The sowing eyed an impressive harvest, but as the scythes were being sharpened, the Grim Reaper’s deadly emissary devised a counter stroke. On February 1, 2020, Union Finance Minister Nirmala Sitharaman announced a grand plan to raise Rs 2,10,000 crore from disinvestment. Little did she expect COVID 19, which had begun to spread its deadly tentacles, to tarnish those dreams. Concomitant to that disappointment is the bloodbath in Indian and global markets and a dissolving appetite for public issues and IPOs.
Although disinvestment exercises are on, it will be difficult for the government now to go ahead with strategic sales in the state-owned Air India and BPCL, as well a sale of minority stake in LIC. According to former finance secretary Subhash Chandra Garg, it will be almost impossible to reach anywhere near the ambitious Budget revenue estimates.
“Market conditions are not favourable for the sale of minority stakes in PSUs, and there may be little interest in strategic sales,” he says. He adds that the idea to put smaller PSUs on the block “does not make sense as their market values have slumped”. Moreover, such PSUs can help to raise only a miniscule portion of the budgeted amount.
Explains CARE Ratings chief economist Madan Sabnavis: “The stock market will never reach the 40,000 level this year, which means that valuations will remain affected. Secondly, there will be deep-rooted problems in the oil and aviation sectors that will impact BPCL and Air India. LIC is just too big, and needs a lot of work before a minority stake can be sold.”

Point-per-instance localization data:
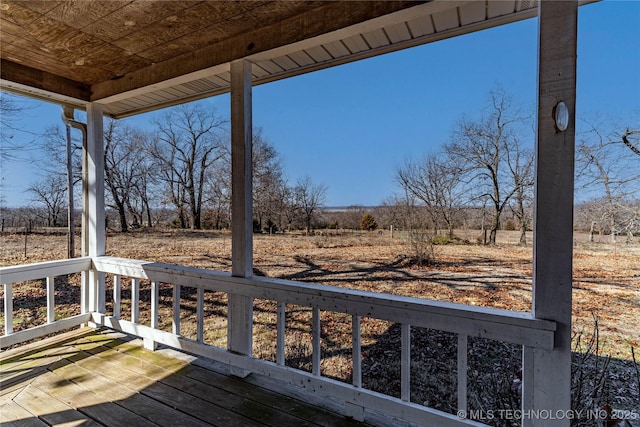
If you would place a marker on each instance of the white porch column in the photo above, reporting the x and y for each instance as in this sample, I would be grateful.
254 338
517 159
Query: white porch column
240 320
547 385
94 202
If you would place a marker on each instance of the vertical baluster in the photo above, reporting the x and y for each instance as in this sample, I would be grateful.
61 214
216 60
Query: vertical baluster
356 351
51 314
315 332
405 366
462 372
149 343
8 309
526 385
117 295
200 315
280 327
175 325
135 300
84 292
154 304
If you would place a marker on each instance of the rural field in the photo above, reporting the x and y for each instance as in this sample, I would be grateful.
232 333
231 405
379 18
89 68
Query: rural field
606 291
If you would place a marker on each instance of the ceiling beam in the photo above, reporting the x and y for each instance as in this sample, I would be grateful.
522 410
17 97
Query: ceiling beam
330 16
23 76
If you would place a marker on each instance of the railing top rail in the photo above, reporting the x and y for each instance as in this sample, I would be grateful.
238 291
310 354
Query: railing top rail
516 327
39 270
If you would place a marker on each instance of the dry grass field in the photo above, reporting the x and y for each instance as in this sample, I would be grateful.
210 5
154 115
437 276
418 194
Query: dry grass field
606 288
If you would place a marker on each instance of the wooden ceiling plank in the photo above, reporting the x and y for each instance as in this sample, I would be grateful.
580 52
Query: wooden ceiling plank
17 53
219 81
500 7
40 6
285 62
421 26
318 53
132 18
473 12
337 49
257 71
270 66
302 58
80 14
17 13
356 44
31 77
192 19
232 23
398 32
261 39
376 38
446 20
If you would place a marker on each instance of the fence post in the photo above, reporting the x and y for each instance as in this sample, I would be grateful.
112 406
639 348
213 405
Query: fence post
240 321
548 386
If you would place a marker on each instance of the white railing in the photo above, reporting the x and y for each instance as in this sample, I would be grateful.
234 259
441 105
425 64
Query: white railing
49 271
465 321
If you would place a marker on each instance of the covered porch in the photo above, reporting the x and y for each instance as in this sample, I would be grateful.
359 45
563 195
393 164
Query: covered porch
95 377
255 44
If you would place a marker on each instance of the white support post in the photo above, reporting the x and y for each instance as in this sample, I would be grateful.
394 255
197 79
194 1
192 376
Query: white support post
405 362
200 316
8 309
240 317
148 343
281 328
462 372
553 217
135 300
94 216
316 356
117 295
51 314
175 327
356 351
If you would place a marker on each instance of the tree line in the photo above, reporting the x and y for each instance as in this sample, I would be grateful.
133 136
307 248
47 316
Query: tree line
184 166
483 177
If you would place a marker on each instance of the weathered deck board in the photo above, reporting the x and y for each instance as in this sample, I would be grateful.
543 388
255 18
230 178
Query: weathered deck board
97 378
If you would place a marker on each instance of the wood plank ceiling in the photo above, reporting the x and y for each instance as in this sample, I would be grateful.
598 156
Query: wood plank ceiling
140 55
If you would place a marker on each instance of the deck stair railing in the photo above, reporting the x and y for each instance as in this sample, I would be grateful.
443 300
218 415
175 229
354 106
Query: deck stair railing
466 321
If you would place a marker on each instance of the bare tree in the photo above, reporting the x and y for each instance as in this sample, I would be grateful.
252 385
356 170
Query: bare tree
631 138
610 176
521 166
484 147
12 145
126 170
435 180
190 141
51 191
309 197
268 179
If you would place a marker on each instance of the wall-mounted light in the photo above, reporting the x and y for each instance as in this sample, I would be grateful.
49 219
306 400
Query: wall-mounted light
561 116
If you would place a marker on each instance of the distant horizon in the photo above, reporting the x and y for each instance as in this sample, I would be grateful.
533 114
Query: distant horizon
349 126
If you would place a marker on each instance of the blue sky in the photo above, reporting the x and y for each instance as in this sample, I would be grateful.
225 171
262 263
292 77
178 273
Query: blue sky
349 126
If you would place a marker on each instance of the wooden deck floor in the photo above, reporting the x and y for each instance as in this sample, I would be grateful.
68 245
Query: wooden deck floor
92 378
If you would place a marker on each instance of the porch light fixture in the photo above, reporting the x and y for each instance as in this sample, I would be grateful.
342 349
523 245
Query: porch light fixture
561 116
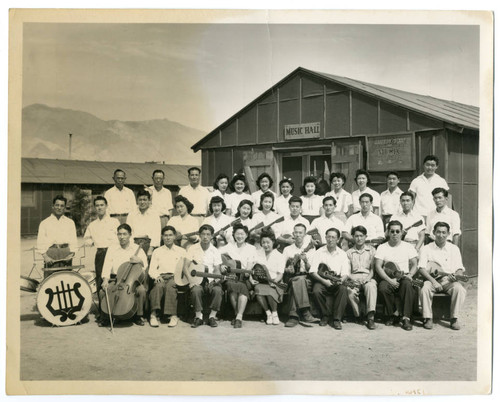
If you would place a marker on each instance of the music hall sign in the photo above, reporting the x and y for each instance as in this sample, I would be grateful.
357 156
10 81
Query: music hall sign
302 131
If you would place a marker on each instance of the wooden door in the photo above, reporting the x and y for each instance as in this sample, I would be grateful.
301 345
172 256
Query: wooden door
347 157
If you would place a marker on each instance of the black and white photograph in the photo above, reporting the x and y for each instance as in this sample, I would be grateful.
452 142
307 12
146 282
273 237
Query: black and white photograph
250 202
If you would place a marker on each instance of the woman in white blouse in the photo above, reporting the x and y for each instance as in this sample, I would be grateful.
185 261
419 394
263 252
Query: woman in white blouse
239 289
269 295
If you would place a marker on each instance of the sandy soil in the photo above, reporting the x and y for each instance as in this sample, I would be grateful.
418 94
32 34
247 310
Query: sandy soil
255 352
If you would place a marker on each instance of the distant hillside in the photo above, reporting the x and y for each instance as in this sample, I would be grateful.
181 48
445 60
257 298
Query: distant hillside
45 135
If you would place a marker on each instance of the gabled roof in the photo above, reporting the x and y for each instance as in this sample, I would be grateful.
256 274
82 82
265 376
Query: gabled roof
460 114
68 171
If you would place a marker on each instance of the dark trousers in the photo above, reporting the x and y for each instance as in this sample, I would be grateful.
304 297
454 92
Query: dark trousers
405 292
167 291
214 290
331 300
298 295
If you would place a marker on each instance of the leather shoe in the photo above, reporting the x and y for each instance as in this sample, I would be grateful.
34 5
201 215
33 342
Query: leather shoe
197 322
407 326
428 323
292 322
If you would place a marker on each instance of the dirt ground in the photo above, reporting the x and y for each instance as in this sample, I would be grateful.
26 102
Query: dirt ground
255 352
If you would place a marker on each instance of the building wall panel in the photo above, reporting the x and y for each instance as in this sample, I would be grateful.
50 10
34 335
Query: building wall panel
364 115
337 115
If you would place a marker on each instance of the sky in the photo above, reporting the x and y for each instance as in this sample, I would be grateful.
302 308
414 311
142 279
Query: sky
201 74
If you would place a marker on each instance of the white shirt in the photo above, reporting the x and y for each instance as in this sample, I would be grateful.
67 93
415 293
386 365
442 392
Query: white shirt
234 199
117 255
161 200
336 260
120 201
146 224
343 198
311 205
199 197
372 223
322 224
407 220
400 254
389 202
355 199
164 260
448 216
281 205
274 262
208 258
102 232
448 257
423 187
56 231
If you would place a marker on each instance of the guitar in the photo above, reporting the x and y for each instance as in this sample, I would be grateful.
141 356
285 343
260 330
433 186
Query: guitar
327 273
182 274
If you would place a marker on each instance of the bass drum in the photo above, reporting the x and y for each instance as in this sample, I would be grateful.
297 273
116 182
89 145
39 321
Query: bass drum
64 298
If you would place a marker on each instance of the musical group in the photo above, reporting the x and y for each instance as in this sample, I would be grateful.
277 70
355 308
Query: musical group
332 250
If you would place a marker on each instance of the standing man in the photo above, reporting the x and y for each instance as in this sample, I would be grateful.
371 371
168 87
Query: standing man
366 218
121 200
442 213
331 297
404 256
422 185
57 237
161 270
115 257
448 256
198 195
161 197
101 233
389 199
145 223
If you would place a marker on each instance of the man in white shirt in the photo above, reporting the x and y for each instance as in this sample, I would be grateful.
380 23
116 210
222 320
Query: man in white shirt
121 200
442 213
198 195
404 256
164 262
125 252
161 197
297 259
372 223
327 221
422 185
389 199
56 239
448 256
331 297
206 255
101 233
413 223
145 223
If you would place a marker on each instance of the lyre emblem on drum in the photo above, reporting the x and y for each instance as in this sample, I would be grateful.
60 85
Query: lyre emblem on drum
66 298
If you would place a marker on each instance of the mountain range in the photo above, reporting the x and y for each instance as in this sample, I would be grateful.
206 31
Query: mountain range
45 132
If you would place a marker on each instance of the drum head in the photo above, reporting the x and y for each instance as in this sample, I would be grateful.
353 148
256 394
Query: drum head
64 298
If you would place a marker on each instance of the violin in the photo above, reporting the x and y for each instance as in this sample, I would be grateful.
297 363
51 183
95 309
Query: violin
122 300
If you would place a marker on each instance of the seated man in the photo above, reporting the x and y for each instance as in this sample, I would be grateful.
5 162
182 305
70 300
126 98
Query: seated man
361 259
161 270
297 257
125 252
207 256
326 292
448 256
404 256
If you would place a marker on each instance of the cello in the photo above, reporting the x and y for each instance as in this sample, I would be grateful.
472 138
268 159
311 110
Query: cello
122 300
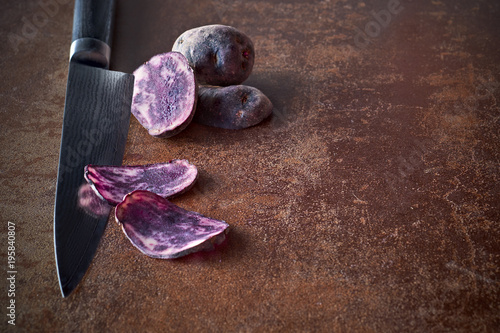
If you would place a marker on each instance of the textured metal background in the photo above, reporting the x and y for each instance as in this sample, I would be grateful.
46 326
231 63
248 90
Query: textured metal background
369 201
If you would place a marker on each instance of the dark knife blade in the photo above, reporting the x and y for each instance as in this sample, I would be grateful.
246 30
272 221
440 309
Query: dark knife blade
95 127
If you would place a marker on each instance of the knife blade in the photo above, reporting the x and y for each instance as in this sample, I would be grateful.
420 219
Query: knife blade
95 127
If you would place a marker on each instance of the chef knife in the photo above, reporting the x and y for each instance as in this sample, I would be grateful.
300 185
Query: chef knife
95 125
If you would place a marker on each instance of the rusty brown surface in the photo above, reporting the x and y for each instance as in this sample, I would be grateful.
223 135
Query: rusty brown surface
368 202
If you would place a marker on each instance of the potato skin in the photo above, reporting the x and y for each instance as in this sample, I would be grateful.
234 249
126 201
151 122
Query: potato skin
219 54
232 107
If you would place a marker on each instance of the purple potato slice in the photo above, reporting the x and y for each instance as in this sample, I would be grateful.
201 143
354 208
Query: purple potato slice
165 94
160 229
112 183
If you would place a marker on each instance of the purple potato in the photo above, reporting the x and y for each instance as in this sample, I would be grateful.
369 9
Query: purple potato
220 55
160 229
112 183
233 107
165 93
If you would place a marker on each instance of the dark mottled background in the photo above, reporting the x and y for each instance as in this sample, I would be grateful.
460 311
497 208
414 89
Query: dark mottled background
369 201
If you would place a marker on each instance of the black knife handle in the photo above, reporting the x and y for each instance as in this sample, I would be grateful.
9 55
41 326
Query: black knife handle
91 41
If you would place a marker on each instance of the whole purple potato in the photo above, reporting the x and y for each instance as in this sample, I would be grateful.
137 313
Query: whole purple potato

▸ **Task details**: Write the next part of the article on India's 2020 disinvestment target, starting after its last sentence. The lines are not needed for this work.

▸ **Answer to this exercise**:
Senior officials agree that they will adopt a wait-and-watch attitude until December 2020. They contend that due to extreme changes in market dynamics, rules may need to be rewritten. A finance ministry official says, “The expenses due to the pandemic will increase, and have not been accounted for in the Budget. Hence, the government will look at various options to raise money, including sale of stakes in smaller PSUs.”
To add to the crisis, US-based Franklin Templeton Mutual Fund recently decided to close six of its Indian debt funds, creating a ripple of insecurity amongst investors. This will further impact the Indian market, despite the RBI’s prompt move to shore up the other ailing mutual funds. Disinvestment has to return on track, but one doesn’t know when. In these uncertain times, timetables are among the first casualties.